**TEKS YANG DIBERIKAN**
◆ ◆ ◆ ◆ ◆
Ngopi Santai
Sehat Tapi Palsu di Gilimanuk
Hari- hari ini nama Gilimanuk kembali menjulang. Sedikit geger mencabik langit setidaknya bagi sebagian penghuni Pulau Dewata.
Penulis: DionDBPutra | Editor: Eviera Paramita Sandi
Maklum ini urusan sehat walafiat di tengah serangan pandemi Covid-19 yang kurvanya di Indonesia serta Bali seperti enggan melandai ke lembah.
Sehat sebagai syarat bisa mudik atau pulang kampung.
Cerita demikian. Tofik, pemudik dari Denpasar yang menyeberang ke Jawa melalui Pelabuhan Gilimanuk, mengungkap adanya praktik penjualan surat keterangan sehat palsu di Gilimanuk.
Cukup membeli surat sehat palsu seharga Rp 100- Rp 300 ribu, pemudik diizinkan petugas berwenang naik kapal feri menuju Ketapang. Beres urusannya.
"Saya beli di Gilimanuk. Awalnya saya gak mau beli, tapi karena kepepet pulang, terpaksa saya beli Rp 100 ribu. Kalau ramai dijual Rp 250 sampai Rp 300 ribu per surat," kata Tofik kepada teman saya, jurnalis Tribun Bali I Wayan Erwin Widyaswara melalui sambungan telepon, Rabu 13 Mei 2020.
◆ ◆ ◆ ◆ ◆
[Data yang dikutip dari sebuah kumpulan]

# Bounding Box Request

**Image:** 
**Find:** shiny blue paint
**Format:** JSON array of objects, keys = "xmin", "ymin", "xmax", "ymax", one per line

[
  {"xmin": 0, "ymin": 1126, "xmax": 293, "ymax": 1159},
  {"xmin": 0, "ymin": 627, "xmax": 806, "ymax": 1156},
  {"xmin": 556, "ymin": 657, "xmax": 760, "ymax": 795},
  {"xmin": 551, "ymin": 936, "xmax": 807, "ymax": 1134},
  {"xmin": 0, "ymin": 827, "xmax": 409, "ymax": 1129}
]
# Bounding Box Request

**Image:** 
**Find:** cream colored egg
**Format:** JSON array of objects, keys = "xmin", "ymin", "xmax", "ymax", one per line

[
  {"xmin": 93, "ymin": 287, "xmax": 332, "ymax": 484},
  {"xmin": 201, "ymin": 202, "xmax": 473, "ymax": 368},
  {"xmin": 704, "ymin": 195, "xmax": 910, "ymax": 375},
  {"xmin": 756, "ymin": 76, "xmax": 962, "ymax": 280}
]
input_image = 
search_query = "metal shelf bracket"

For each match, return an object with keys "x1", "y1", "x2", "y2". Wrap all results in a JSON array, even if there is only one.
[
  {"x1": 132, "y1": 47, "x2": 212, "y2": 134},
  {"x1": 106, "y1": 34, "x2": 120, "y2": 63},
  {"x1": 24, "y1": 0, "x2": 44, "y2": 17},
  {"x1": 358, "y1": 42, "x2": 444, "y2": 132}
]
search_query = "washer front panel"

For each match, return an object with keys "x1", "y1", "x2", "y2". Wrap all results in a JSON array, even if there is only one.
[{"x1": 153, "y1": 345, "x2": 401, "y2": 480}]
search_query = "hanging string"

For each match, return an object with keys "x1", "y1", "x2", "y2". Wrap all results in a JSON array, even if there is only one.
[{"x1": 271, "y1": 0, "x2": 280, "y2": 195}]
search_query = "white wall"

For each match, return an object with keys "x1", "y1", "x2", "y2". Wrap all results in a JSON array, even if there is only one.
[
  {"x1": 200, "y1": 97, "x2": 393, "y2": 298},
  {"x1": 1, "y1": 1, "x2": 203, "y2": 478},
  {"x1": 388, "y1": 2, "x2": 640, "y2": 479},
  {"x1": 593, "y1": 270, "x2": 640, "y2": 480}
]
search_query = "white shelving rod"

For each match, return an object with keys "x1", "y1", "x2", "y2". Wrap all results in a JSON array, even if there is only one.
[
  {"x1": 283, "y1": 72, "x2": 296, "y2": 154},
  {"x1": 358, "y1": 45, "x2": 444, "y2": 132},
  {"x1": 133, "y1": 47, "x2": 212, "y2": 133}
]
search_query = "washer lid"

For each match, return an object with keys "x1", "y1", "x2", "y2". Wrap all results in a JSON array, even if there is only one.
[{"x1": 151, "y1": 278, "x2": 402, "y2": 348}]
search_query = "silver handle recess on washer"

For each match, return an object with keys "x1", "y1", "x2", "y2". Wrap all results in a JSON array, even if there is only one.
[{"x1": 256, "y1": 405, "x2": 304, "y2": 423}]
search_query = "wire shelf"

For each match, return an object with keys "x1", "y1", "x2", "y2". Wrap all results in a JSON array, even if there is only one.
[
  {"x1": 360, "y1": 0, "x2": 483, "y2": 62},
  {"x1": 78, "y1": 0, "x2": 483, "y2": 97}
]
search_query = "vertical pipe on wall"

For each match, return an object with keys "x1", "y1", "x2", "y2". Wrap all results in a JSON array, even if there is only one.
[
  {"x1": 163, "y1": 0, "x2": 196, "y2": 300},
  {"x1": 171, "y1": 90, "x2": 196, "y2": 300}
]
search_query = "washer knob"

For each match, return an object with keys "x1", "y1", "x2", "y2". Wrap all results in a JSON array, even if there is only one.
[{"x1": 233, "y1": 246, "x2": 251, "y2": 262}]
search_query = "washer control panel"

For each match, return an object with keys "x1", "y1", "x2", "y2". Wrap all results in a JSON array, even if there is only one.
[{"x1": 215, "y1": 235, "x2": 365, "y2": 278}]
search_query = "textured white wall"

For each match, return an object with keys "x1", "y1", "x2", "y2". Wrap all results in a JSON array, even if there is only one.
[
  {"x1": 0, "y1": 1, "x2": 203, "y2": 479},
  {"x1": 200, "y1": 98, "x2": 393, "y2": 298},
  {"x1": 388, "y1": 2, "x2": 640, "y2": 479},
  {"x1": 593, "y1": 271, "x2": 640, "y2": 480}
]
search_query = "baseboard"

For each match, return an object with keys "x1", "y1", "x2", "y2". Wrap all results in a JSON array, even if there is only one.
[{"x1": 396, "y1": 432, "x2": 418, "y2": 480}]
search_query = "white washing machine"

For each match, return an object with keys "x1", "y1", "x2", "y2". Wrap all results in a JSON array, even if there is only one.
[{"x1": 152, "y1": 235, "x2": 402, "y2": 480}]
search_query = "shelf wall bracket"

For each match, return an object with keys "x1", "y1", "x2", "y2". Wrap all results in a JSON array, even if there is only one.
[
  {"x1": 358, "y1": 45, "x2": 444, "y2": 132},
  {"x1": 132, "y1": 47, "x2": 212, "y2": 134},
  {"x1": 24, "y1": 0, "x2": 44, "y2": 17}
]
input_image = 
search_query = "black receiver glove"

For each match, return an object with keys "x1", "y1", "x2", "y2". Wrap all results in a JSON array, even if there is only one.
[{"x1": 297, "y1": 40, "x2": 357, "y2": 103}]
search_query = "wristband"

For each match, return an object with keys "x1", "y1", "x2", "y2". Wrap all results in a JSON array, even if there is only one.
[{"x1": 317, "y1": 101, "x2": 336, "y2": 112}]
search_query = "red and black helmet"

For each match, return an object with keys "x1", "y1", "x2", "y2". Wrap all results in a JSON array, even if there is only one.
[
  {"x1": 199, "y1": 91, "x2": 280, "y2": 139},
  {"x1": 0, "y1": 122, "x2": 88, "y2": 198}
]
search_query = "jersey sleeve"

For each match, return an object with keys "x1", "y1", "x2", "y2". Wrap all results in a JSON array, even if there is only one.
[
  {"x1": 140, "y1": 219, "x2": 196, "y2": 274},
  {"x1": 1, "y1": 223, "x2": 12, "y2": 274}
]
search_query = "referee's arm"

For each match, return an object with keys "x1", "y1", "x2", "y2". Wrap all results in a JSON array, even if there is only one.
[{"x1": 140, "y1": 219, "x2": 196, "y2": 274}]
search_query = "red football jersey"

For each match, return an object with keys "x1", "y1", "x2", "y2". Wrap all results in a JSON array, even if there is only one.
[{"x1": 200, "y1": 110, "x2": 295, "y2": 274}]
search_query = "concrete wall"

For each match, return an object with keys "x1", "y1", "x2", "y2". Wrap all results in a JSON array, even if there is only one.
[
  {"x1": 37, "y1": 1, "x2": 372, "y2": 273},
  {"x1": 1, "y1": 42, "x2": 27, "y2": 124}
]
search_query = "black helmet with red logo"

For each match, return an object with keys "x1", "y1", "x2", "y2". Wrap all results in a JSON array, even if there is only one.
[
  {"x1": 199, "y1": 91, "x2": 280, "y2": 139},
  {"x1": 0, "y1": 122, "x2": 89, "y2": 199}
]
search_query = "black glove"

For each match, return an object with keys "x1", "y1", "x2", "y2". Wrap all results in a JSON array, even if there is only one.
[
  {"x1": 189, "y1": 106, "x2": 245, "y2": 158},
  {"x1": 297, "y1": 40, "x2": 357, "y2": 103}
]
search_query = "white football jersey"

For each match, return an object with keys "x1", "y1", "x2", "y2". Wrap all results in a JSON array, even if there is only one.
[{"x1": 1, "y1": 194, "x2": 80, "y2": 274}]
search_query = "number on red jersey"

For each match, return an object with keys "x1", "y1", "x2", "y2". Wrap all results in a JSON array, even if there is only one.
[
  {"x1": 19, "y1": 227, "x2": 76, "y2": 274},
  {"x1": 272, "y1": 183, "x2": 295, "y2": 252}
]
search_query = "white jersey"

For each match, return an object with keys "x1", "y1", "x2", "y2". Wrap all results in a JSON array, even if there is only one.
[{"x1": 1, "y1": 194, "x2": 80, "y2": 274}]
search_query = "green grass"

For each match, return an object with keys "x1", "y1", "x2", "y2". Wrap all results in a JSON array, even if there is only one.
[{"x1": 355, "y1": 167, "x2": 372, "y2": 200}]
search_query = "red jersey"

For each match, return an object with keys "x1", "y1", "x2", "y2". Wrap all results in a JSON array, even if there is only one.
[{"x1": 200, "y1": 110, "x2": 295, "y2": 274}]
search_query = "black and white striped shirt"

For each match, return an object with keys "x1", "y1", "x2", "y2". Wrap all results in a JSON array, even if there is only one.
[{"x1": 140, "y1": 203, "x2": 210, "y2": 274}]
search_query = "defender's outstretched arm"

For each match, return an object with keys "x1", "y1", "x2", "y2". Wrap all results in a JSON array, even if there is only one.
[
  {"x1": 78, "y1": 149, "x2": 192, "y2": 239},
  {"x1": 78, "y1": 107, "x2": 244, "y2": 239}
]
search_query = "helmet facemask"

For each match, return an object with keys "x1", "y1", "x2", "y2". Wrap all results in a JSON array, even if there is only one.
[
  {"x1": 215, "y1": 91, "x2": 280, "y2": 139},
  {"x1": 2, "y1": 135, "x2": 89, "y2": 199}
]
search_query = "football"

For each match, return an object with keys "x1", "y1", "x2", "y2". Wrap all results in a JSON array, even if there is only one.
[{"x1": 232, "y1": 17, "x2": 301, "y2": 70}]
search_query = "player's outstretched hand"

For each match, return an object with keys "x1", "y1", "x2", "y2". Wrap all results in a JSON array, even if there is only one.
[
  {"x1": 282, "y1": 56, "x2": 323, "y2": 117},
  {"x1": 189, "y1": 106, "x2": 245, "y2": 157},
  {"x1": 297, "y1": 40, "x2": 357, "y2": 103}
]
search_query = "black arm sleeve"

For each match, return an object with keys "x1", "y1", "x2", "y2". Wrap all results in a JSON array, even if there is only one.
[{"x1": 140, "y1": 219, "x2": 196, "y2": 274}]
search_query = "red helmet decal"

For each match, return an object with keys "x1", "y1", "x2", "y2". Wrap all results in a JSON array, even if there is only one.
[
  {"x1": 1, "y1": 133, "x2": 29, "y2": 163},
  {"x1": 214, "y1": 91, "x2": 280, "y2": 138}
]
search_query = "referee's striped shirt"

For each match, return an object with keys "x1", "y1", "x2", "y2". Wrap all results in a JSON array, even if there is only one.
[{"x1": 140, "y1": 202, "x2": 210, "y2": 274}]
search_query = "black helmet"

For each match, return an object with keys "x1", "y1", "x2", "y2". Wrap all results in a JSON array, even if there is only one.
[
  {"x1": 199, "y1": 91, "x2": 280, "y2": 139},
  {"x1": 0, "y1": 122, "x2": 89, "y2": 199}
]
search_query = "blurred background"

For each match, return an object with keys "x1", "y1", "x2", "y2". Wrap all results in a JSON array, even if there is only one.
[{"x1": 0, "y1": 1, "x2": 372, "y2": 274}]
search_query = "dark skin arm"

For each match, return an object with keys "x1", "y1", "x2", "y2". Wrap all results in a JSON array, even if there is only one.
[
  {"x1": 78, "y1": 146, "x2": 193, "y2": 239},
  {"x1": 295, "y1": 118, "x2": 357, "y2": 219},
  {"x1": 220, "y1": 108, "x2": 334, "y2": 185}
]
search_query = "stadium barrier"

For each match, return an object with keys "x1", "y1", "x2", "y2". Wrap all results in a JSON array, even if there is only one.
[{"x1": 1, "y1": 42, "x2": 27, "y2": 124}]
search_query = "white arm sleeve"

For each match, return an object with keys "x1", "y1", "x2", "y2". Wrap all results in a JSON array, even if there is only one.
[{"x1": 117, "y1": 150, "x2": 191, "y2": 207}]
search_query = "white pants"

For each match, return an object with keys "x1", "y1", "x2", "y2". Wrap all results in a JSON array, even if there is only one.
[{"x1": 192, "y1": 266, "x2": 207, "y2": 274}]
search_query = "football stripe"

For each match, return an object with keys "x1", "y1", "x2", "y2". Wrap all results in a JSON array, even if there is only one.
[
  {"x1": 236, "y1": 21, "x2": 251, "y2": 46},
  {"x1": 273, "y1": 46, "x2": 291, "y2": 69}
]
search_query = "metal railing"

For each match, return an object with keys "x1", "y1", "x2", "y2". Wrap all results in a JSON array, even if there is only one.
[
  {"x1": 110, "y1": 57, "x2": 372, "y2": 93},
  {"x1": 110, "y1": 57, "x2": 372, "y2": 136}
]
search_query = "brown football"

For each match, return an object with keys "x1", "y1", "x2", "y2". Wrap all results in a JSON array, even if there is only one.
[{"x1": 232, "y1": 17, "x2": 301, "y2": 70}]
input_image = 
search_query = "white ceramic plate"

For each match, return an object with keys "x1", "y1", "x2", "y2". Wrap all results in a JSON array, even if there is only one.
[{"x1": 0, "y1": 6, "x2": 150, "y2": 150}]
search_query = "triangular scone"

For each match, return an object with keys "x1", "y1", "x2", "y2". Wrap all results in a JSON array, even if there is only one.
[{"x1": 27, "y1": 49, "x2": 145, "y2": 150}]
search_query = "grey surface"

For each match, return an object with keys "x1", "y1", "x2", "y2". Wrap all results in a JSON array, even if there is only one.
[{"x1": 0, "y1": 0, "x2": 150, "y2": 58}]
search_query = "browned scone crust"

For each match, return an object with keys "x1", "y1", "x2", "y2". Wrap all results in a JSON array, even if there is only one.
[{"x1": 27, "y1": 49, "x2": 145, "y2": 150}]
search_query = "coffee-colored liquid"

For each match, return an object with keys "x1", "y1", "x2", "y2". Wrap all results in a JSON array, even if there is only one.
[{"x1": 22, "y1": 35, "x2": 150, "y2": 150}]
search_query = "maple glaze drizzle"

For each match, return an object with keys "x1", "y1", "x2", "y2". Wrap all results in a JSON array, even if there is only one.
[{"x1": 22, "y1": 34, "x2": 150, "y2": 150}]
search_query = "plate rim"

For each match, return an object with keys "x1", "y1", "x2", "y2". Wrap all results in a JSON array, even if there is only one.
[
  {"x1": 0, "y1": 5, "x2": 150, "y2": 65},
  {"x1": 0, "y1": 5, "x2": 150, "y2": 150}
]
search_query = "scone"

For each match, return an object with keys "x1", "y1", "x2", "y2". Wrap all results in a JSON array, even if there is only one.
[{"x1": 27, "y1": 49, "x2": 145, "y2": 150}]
◆ ◆ ◆ ◆ ◆
**TUGAS KERJA A**
Salin persis bagian teks tentang surat sehat palsu di Gilimanuk, mulai dari "Penulis: DionDBPutra |" dan berakhir di "13 Mei 2020.".
**TUGAS KERJA B**
Ringkas teks tentang surat sehat palsu di Gilimanuk dalam dua kalimat.

**JAWABAN YANG DIHARAPKAN A**
Penulis: DionDBPutra | Editor: Eviera Paramita Sandi
Maklum ini urusan sehat walafiat di tengah serangan pandemi Covid-19 yang kurvanya di Indonesia serta Bali seperti enggan melandai ke lembah.
Sehat sebagai syarat bisa mudik atau pulang kampung.
Cerita demikian. Tofik, pemudik dari Denpasar yang menyeberang ke Jawa melalui Pelabuhan Gilimanuk, mengungkap adanya praktik penjualan surat keterangan sehat palsu di Gilimanuk.
Cukup membeli surat sehat palsu seharga Rp 100- Rp 300 ribu, pemudik diizinkan petugas berwenang naik kapal feri menuju Ketapang. Beres urusannya.
"Saya beli di Gilimanuk. Awalnya saya gak mau beli, tapi karena kepepet pulang, terpaksa saya beli Rp 100 ribu. Kalau ramai dijual Rp 250 sampai Rp 300 ribu per surat," kata Tofik kepada teman saya, jurnalis Tribun Bali I Wayan Erwin Widyaswara melalui sambungan telepon, Rabu 13 Mei 2020.

**JAWABAN YANG DIHARAPKAN B**
Tofik, pemudik dari Denpasar yang menyeberang ke Jawa lewat Pelabuhan Gilimanuk, mengungkap adanya penjualan surat keterangan sehat palsu di Gilimanuk, padahal surat sehat menjadi syarat untuk mudik di tengah pandemi Covid-19. Cukup dengan membeli surat palsu seharga Rp 100–300 ribu, pemudik diizinkan petugas naik kapal feri menuju Ketapang.